------ Data in this exercise ------
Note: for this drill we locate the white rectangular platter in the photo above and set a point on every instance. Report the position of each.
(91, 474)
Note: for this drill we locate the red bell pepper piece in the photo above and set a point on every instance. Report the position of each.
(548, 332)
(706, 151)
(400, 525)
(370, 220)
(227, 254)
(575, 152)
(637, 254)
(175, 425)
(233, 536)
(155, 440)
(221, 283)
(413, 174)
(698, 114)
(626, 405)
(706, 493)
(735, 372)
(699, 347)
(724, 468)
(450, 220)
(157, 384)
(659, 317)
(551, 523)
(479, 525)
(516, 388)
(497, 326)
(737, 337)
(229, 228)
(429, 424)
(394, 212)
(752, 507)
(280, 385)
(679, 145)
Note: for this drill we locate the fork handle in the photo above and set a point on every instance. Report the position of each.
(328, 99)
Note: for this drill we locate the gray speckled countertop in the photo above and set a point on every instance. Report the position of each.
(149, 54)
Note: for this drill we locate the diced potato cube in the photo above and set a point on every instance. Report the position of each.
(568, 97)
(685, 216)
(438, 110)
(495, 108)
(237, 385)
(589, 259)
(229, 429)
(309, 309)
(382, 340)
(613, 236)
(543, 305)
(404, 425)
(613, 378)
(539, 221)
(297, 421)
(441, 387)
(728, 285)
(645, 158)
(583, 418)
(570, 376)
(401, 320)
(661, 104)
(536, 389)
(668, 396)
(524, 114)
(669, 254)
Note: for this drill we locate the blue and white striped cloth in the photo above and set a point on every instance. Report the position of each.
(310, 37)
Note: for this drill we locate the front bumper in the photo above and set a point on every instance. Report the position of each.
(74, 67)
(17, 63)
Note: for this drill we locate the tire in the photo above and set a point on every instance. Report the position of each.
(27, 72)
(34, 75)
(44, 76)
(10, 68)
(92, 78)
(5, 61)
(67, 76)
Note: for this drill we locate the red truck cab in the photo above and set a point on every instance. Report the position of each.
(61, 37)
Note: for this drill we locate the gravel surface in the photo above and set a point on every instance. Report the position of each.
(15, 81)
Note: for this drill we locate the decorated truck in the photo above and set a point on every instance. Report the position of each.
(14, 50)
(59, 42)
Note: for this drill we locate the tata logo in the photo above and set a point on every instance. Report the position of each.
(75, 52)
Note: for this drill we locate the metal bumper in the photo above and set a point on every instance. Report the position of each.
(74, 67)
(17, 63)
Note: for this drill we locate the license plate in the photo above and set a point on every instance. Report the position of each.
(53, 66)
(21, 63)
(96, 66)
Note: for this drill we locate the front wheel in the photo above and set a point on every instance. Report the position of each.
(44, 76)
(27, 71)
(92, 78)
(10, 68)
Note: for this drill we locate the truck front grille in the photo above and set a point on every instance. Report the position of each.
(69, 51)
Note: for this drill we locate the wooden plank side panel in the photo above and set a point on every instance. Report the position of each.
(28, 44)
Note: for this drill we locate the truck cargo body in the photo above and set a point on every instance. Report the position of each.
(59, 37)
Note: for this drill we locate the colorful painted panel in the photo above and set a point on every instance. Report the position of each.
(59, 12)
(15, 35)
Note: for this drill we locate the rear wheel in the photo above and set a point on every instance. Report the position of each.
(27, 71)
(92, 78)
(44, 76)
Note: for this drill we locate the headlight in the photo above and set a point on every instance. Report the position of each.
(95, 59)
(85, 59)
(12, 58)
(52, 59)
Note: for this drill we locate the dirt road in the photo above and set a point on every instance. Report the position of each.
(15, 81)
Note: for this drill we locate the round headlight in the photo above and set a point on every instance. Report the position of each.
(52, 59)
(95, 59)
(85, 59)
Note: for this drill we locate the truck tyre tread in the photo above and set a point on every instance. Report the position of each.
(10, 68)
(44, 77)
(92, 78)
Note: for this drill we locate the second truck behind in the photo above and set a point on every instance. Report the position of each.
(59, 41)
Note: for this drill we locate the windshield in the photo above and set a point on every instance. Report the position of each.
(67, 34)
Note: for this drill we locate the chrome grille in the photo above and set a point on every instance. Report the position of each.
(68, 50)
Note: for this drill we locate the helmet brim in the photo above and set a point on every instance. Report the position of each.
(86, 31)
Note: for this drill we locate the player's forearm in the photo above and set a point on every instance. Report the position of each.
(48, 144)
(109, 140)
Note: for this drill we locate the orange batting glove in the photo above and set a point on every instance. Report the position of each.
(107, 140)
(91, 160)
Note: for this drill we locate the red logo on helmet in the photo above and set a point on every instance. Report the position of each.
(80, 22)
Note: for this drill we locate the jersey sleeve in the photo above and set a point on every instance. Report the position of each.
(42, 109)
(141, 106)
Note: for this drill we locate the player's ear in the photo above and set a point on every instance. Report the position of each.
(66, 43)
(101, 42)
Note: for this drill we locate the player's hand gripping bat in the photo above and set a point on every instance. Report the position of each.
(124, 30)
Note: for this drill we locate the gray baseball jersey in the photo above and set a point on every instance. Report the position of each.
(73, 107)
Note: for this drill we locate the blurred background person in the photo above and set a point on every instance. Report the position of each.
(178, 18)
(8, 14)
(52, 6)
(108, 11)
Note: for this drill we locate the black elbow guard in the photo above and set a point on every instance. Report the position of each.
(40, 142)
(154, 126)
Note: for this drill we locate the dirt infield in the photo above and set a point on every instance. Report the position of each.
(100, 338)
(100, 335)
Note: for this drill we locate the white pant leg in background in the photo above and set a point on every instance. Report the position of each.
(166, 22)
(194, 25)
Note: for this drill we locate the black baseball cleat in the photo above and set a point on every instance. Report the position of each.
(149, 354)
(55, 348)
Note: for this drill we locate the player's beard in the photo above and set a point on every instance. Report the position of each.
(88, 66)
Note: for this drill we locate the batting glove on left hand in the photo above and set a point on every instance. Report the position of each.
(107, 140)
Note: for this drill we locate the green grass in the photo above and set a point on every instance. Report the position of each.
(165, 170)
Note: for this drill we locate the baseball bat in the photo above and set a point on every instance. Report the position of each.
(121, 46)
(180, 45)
------
------ Data in this exercise ------
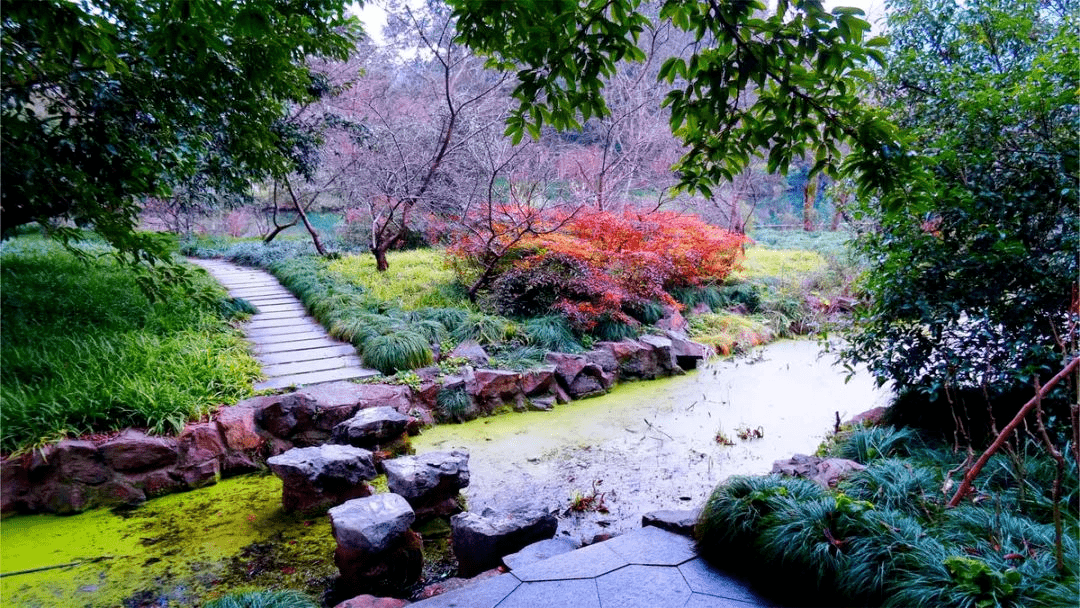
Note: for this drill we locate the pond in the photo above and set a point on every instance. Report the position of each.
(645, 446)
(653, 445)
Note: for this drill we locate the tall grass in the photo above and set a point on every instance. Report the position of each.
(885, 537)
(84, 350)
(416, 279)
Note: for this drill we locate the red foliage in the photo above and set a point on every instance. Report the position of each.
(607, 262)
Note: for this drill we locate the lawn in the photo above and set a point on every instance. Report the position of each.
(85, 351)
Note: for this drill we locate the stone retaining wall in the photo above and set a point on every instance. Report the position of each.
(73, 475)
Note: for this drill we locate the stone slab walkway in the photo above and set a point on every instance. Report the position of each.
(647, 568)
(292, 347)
------
------ Data in this exercise ------
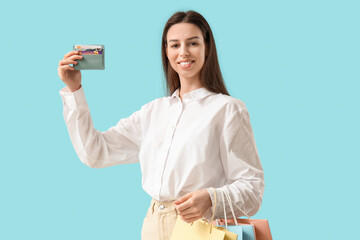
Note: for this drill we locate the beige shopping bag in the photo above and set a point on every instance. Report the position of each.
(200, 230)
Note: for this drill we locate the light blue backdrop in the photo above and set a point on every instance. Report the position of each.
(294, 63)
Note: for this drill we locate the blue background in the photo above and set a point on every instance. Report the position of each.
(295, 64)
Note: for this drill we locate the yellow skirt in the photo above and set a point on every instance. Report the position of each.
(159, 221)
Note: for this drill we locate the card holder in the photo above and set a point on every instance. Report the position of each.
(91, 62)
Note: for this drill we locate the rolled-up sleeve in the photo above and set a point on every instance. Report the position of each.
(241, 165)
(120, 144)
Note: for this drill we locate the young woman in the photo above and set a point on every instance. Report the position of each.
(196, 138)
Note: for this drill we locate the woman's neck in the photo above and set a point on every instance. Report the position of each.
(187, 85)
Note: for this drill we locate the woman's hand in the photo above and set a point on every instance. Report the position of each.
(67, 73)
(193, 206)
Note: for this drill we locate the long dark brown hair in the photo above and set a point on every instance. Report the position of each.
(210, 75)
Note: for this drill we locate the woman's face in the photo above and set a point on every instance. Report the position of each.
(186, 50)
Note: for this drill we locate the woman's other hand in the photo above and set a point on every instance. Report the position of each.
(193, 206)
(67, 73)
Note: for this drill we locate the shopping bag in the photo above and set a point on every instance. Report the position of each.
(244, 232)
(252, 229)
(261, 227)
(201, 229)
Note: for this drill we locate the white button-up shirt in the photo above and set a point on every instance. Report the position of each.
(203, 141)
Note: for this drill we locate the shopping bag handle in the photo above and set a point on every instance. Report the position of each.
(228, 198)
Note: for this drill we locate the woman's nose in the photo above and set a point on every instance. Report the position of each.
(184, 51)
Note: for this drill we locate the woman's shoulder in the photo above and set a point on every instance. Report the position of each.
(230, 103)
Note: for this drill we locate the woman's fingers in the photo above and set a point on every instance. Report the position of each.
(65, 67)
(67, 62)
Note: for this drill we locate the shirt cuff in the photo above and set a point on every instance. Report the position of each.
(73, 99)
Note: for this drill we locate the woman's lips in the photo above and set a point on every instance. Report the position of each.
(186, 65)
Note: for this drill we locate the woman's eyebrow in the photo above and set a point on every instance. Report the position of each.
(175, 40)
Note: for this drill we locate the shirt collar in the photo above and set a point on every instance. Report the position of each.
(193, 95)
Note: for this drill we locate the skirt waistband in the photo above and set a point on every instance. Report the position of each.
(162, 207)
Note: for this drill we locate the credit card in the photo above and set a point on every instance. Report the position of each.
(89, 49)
------
▸ **Exercise details**
Show every line of the items above that contains the word "headlight", matching case exactly.

▸ **Response to this task**
Note: for this drill we locate the headlight in the photo above and set a point on every instance. Report the position of each.
Note: for this drill we locate the round headlight in the photo above and set a point on every instance. Report the position of each.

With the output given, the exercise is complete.